* **Aim of the task**:
Set the listing down unchanged, minus every embedded image.

* **Task material**:
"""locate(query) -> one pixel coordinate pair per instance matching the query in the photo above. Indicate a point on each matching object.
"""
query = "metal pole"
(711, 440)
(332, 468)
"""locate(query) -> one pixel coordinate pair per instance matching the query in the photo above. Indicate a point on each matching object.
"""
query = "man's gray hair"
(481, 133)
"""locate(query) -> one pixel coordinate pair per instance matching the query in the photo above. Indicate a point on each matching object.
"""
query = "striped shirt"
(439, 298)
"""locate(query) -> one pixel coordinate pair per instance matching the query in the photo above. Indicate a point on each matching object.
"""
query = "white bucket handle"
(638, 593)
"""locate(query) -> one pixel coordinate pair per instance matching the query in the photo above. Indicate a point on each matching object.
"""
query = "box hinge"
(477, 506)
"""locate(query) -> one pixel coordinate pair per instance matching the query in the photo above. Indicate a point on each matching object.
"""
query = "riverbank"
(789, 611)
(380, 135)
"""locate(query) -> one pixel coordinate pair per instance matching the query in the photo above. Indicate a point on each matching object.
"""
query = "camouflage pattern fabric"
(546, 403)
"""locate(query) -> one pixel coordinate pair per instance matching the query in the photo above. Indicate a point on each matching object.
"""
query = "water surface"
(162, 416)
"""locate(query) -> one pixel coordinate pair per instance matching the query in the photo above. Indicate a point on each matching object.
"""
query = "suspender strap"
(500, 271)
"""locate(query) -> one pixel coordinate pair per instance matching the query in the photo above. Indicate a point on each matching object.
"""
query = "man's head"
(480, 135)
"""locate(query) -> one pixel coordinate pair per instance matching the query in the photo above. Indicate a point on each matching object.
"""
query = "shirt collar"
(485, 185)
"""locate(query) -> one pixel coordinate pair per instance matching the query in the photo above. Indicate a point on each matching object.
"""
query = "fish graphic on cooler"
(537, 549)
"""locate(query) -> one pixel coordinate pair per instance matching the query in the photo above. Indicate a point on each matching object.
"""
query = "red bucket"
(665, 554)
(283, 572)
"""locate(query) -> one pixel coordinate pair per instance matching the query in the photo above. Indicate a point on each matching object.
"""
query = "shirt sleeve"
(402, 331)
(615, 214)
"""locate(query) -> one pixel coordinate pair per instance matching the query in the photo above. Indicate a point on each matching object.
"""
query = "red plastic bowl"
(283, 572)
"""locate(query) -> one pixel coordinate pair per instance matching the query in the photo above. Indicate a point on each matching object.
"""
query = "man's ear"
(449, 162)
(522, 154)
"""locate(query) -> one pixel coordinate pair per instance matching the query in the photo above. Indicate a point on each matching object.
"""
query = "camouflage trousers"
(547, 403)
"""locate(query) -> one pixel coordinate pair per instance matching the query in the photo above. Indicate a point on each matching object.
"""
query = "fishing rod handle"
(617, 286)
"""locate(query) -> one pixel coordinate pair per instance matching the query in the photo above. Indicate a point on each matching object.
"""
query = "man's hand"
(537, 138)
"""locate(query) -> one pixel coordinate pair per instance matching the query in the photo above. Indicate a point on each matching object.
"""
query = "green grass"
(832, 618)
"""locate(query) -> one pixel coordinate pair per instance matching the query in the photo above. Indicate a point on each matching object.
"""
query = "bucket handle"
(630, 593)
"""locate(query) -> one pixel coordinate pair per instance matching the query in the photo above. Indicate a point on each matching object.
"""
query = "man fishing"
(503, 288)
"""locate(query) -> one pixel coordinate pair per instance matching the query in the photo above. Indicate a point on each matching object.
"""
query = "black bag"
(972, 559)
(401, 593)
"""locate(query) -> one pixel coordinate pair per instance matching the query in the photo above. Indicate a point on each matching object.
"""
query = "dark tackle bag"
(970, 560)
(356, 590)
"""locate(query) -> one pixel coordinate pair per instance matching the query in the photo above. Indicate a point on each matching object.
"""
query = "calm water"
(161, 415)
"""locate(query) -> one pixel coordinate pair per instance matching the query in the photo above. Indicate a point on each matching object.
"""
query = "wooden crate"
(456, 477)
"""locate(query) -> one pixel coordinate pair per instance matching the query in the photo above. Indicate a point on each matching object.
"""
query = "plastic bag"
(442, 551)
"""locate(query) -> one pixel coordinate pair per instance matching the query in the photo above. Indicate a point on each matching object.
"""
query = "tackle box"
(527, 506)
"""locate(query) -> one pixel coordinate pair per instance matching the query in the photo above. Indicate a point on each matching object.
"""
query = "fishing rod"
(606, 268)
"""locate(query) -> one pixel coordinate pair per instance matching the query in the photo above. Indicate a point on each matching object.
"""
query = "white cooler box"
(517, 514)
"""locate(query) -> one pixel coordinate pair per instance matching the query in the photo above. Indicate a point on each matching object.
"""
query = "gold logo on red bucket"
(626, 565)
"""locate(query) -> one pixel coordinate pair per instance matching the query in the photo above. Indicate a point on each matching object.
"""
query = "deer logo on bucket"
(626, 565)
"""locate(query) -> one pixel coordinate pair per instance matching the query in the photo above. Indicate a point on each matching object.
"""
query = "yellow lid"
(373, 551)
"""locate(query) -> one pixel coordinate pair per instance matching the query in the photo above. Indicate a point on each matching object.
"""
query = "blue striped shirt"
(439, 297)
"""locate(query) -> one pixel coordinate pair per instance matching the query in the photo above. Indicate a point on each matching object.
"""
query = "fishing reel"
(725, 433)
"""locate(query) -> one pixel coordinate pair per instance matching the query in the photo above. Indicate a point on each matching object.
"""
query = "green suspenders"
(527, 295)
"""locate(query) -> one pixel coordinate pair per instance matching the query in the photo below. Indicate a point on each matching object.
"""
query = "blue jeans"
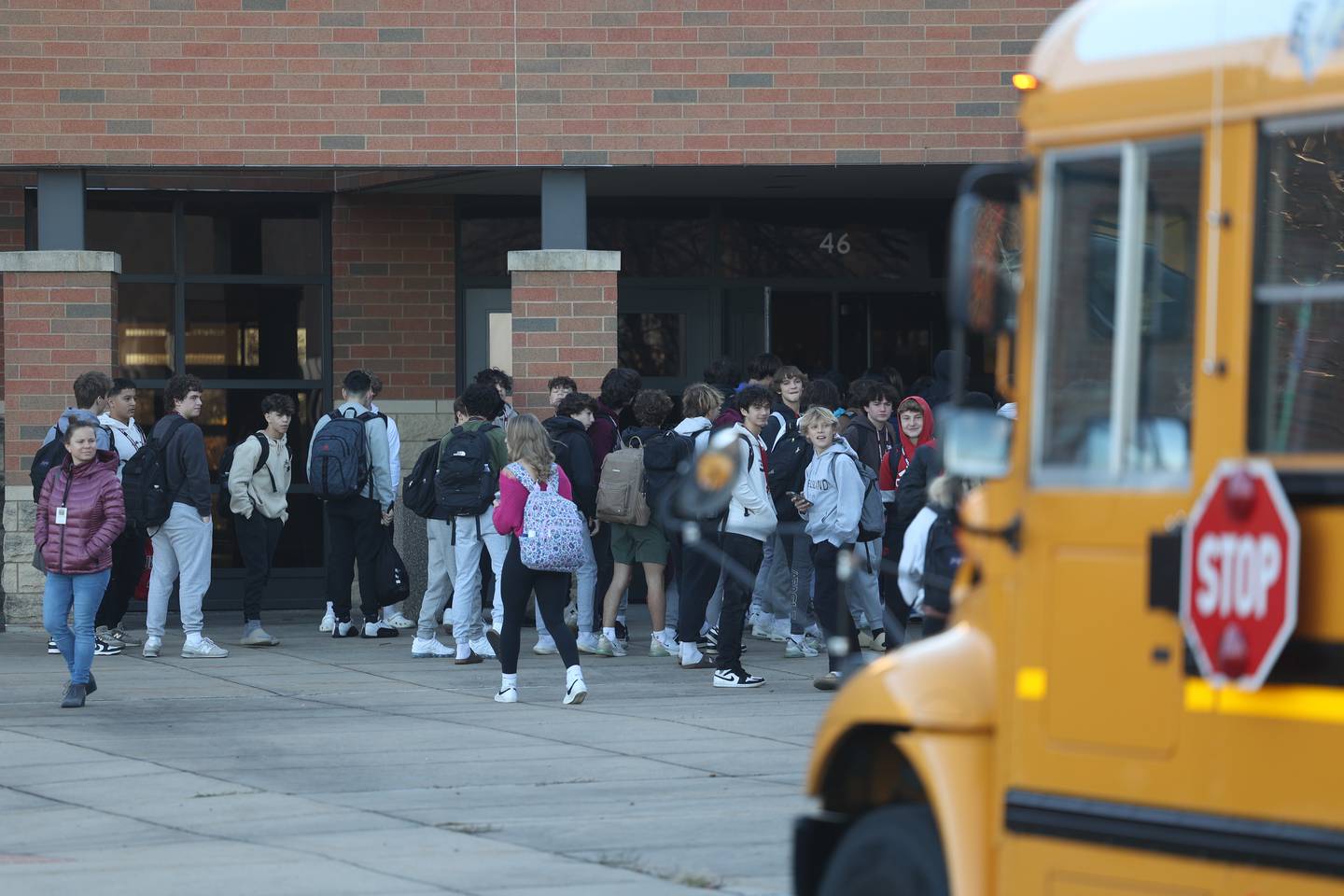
(84, 593)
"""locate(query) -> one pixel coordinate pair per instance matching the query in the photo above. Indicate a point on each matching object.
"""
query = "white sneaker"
(203, 649)
(427, 648)
(576, 692)
(736, 679)
(398, 621)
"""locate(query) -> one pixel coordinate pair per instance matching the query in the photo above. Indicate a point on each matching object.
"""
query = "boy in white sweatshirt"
(750, 523)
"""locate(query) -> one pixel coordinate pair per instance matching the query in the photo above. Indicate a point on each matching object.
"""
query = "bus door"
(1113, 372)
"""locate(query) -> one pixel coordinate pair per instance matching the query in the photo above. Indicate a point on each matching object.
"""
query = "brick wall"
(564, 326)
(390, 82)
(394, 300)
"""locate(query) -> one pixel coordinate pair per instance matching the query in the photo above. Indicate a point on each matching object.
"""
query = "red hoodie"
(889, 477)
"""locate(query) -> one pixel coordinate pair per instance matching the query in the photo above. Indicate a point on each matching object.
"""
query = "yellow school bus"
(1169, 297)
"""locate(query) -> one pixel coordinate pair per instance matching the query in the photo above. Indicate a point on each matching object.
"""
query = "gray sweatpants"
(442, 572)
(182, 551)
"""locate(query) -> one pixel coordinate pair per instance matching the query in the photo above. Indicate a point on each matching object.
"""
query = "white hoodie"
(751, 511)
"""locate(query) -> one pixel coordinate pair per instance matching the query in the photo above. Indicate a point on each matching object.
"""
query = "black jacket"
(861, 437)
(913, 495)
(189, 473)
(578, 459)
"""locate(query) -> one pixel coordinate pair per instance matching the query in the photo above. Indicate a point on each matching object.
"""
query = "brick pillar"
(564, 321)
(60, 321)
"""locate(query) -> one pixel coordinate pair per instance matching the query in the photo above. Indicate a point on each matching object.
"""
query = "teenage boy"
(259, 504)
(473, 534)
(751, 520)
(128, 551)
(619, 388)
(91, 391)
(559, 387)
(568, 427)
(183, 541)
(441, 568)
(354, 523)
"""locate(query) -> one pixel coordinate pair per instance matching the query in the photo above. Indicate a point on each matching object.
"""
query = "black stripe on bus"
(1226, 838)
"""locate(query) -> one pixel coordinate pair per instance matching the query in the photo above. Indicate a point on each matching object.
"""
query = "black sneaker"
(736, 679)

* **Full solution**:
"""locate(query) -> one pixel coordinate pair per instance matching the query in the photo above. Indicate a point on each matching object.
"""
query = "metal pole"
(711, 440)
(332, 468)
"""locate(query) -> one pixel coordinate pair per instance matching the query in the photo above. Indicate a point on each matching object.
"""
query = "man's gray hair"
(481, 133)
"""locate(query) -> one pixel coordinate pair per instance matching the query in the photo above. Indicate a point on each matching object.
"""
query = "striped shirt"
(439, 298)
"""locate(query) -> one pixel coordinate pair per instance matching the query in the photo above. Indicate a point on each matching object.
"""
query = "white bucket handle"
(638, 593)
"""locate(query) -> one pixel coordinate pair per instance matching the query in the photo above. Indicate a point on each matching object.
"""
query = "box hinge"
(477, 506)
"""locate(query) -> one pixel coordinate pair per instance matching the query in the photo above. Indicate a point on each matching object.
"""
query = "riverbank"
(789, 611)
(380, 135)
"""locate(query) -> one pixel coordinate pair per instance matching the query in the photo above. Indicate a point on each matching object.
"""
query = "camouflage pattern fabric"
(546, 403)
"""locate(query) -> one pixel coordinate pair per instance matching the query in the photo above. Indicate a point on each matching object.
"""
query = "water surface"
(162, 416)
"""locate(query) -> one pixel coordinate pair per instance matching the query in the photo above. Indicate a point on each matching object.
"""
query = "suspender strap"
(500, 271)
"""locate(query) -> one pixel coordinate pair per instance matching the query in the photo above. Indicate a point on each matching object.
"""
query = "man's head"
(480, 135)
"""locate(query) -> one pixel coordinate pair per instance matching the query in the photo above. Indicate a point on each matching object.
"""
query = "shirt collar"
(485, 185)
"""locate(query) -> one pixel coordinate pair per instance matching the query in the photo above. Indicate a point on each matching object.
"""
query = "fish graphic on cooler"
(537, 549)
"""locate(query) -> one pixel coordinate pair per instance matching the query in the photo above. Indicate a point on each matching object.
"""
query = "red bucket"
(665, 554)
(283, 572)
"""locate(query) -> one pixel coordinate pair per instance matching the query in the photo above. Indicate a point on each matching object.
"""
query = "shirt sleeve"
(402, 331)
(615, 214)
"""locate(query) -> one pixel coordinate pair per instance matching the query in the photo above. Indicate a point on each matching object.
"""
query = "red plastic bowl"
(283, 572)
"""locate(query) -> one pixel coordinate pair per instance matching the query in the photo above. Indicate a point on each matching object.
"""
query = "man's ear"
(449, 162)
(522, 154)
"""locate(query) -> one pixel coordinate pair per instance matching the query in the photo above. Indicate a point on each matching object.
"""
query = "camouflage trousers"
(547, 403)
"""locate(query) -> one pixel coordinate pair per instance matching the query in the photo above. Indicate a point on each matching object.
"""
query = "fishing rod handle"
(617, 286)
"""locate(query) -> one pixel coordinate pair per instance matching the query in the photo above. Indicate a point on each matching object.
"""
query = "man's hand"
(537, 138)
"""locate(query) -> one pixel coordinate pair per instance matching the query in the photo above. Indicate a point on each matching object.
"""
query = "green grass"
(832, 618)
"""locate(query) -> one pixel coordinate pair per instance matching the query in the photo above. Indicate a point on each matching object.
"""
query = "bucket handle"
(630, 593)
"""locate(query) -> one pixel coordinate pair per instance matching the query in the photo above. Indicate a point on each matching object.
"""
query = "man fishing"
(503, 288)
"""locate(query) -> one pixel coordinate pair per instance matching the query in the photo above. Indicate a point on each matching object.
"""
query = "black bag"
(972, 559)
(401, 593)
"""locate(query) -> one pixel coordinate pair per instance matching the query in the photo above. Indicate a point on each matching object.
"""
query = "dark tackle bag"
(970, 560)
(356, 590)
"""locate(query) -> one pixel coordinate pair per instance matching the query in the photo above. Indicate a point on each matching object.
"""
query = "calm water"
(161, 415)
"""locate(query) -> one pixel coordinate pair per instance matching the query in the photo above. Indicate a point on each matching object.
"""
query = "wooden crate"
(456, 477)
"""locate(query) -> one pixel coordinate pair per instance matching the query in the photo above. Indicate a point on each matching object.
"""
query = "plastic bag"
(442, 551)
"""locate(query) -> one pixel coordinate pair per instance matching the query in the photo above. Indicate a point on each matching object.
"""
query = "tackle box"
(527, 506)
"""locate(query) -> one pixel coordinate pair per instance matching the query in the photo above. Indicate a point on each matching object.
"""
query = "fishing rod"
(606, 268)
"""locate(query) -> one pixel coordinate pair per instance matching the query in the photo above. Indicate a point on each matching object.
"""
query = "white cooler box"
(517, 514)
"""locate(query) -> one pixel coordinate pair per instance matching the query in the photo above. Indicate a point on each matching object.
"""
query = "gold logo on red bucket"
(626, 565)
"""locate(query) -> one pixel coordinate pair per instance matching the query in the photo above. Indicate a point on each matching object.
"""
query = "deer logo on bucket"
(626, 565)
"""locate(query) -> one pixel coordinate pair per instance matching the query in the photo above. Indicate a point on each matching object.
"""
query = "yellow lid"
(373, 551)
"""locate(query) -> one pixel coordinate pair per instance matching the query in the photo above. Indicate a point on each matching object.
"""
query = "blue striped shirt"
(439, 297)
"""locate(query) -> one pixel coordinate pair per instance matching the query in the photo above. Indicate a point on each matching object.
"""
query = "fishing reel"
(725, 433)
"""locate(query) -> one pixel coordinate pair per instance matching the query in the photo above. Indicate a point on each matching object.
"""
query = "green suspenders"
(527, 295)
"""locate(query) -> one pixel coordinate pair per instance matching the query in the photo below. Indicate a point on each matching object.
"""
query = "blue jeans"
(84, 593)
"""locate(query) -> one pixel coordinate pair per instance matching the query in the photo above. Indicate a point on each matching object.
"""
query = "white sneaker"
(203, 649)
(427, 648)
(576, 692)
(736, 679)
(398, 621)
"""locate(query) -> one pixel coordinate pair per instance matching the query in the photo above. Indicate a point on each matching object.
"""
query = "boy in white sweatshirt"
(750, 523)
"""locate(query) -> one pixel coordinate pair per instance matching the query in the photo above. Indicate a point on each matching object.
"""
query = "bus door"
(1113, 372)
"""locate(query) -> one pixel coordinate pair per instance matching the query in the photo above. Indicate a point on each matching object.
"""
query = "brick wall"
(564, 326)
(390, 82)
(394, 300)
"""locate(query) -> one pixel coordinate pair per instance matching the query in the photo above. Indicate a point on each matching object.
"""
query = "red hoodie"
(889, 477)
"""locate(query) -> one pixel coordinate pair per instance matching the query in the photo above. Indicate a point on each matching object.
"""
query = "yellow school bus"
(1169, 297)
"""locate(query) -> one pixel coordinate pair per instance matching the query in the photo above. Indicate a point on each matching object.
"""
query = "gray sweatpants"
(442, 572)
(182, 551)
"""locate(query) -> one pixel coordinate pair per instance matching the query in the photo above. Indicate a point on each matching object.
"""
query = "white hoodie"
(751, 511)
"""locate(query) -> one pixel coordinate pair per instance matching the query in the photo above. Indicate a point on each matching object.
"""
query = "black jacket"
(861, 437)
(913, 495)
(189, 473)
(578, 459)
"""locate(query) -> one pixel coordinate pair per instance matching the query in the photo above. Indicate a point on each matching object.
"""
query = "brick pillar"
(564, 321)
(60, 321)
"""locate(query) -> one pixel coordinate pair per instance matching the query in the photo above. Indicate a point on each matching object.
"""
query = "teenage boy"
(259, 504)
(473, 534)
(751, 520)
(128, 551)
(619, 388)
(91, 391)
(559, 387)
(568, 427)
(183, 541)
(441, 568)
(354, 523)
"""locate(query) -> one pixel coordinate pair per instance matching the query in the photo above. Indicate a point on each matching object.
"""
query = "black stripe on bus"
(1226, 838)
"""locate(query) -> one pixel coordinate pair per instance matching the query in the photo above. Indicate a point on each matching object.
"""
query = "black sneaker"
(736, 679)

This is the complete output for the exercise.